**Brief 1**
In the article on Chinese word use, how many Chinese-language books did the study examine?
**Brief 2**
Quote the article on Chinese word use from "As an example" to "compete for them.".

**Extract provided**
Changing Values Reflected in the Word Use of Chinese Authors

Apr 30, 2015

Chinese people have held collectivistic values such as duty, giving to other people, social belonging, and obedience for thousands of years. In recent decades, China has experienced extremely rapid system-wide social change, thereby requiring its people to meet great challenges to their traditional values and life styles. According to Greenfield’s (2009) theory of social change and human development, materialistic and individualistic values (e.g., sense of agency, importance of choice) are adapted to a relatively wealthy, urbanized, high tech, commercial environment with a high level of formal education; collectivistic values are adapted to a relatively poor, rural, low technology, subsistence-based environment with a low level of formal education.

In a big-data study of the words used in 277,189 Chinese-language books published between 1970 and 2008, we found evidence of rising individualism and materialism in concert with growing urbanism, increasing wealth and higher levels of formal education (Zeng & Greenfield, 2015).

This study utilized the Google Ngram Viewer, a tool for massive culture-wide content analysis, to count word frequencies from millions of digitized books in the Google Books database. This method is based on the premise that books are a tangible and public representation of culture. Using the Google Ngram Viewer, Greenfield (2013) found that, in concert with urbanization and correlated increases in wealth, the frequency of words reflecting individualistic and materialistic values increased from 1800 to 2000 in both the U.S. and the U.K., while those reflecting collectivistic values declined.

In the study of Chinese values, we selected 16 words that represent important values in Chinese society throughout or at different time points during the last four decades, with half of them representing traditional collectivistic values and the other half representing individualistic and materialistic values. Where applicable to China, Greenfield’s (2013) investigation of U.S. and British books supplied words. Five of the 16 words had been used in the U.S. and British study: “Choose” and “get” indexed individualistic and materialistic values respectively; “obliged,” “give,” and “obedience” indexed collectivistic values. Sources for the remaining five words indexing collectivistic values (“assign,” “communal,” “effort,” “help,” and “sacrifice,”) lie in Chinese cultural and social traditions (e.g, Confucianism). Sources for the remaining six words indexing individualistic values (“compete,” “private,” “autonomy,” “talent,” “innovation,“ and “fair”) lie in values hypothesized to be adaptive in the new China, organized around a market economy.

As an example of the contrasting pairs of words, “assign” and “compete,” are of special significance in Chinese society. As is shown in Figure1, when the society began to switch to a market economy in the 1970s, “compete” began its upward trajectory. The frequency of “assign” also kept increasing until society finished the transition; during the cultural revolution and the transitional period, jobs and housing were assigned to people by the government. Around 1990, the crossover point of the two lines, there was an increasing variety and quantity of housing and work, resulting from the productivity boom and labor diversity in a market economy, so jobs and housing were no longer assigned; instead individuals needed to compete for them.

assign compete

Figure 1. Frequencies of contrasting words “assign” and “compete” in Google corpus of Chinese books (1970-2008).

As another example, we employed “give” and “get” to index the contrast between contributing to the welfare of other people and obtaining something for oneself. The frequency of “get” shows a nine-fold increase, whereas the frequency of “give” barely rises (Figure 2). Nineteen-eighty-nine is the point at which the crossover takes place, with “get” becoming more than twice as frequent as “give” by 2008.

**Data section**
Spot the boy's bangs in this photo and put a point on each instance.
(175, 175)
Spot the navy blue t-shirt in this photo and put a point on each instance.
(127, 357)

**Right answer 1**
277,189 books, published between 1970 and 2008.

**Right answer 2**
As an example of the contrasting pairs of words, “assign” and “compete,” are of special significance in Chinese society. As is shown in Figure1, when the society began to switch to a market economy in the 1970s, “compete” began its upward trajectory. The frequency of “assign” also kept increasing until society finished the transition; during the cultural revolution and the transitional period, jobs and housing were assigned to people by the government. Around 1990, the crossover point of the two lines, there was an increasing variety and quantity of housing and work, resulting from the productivity boom and labor diversity in a market economy, so jobs and housing were no longer assigned; instead individuals needed to compete for them.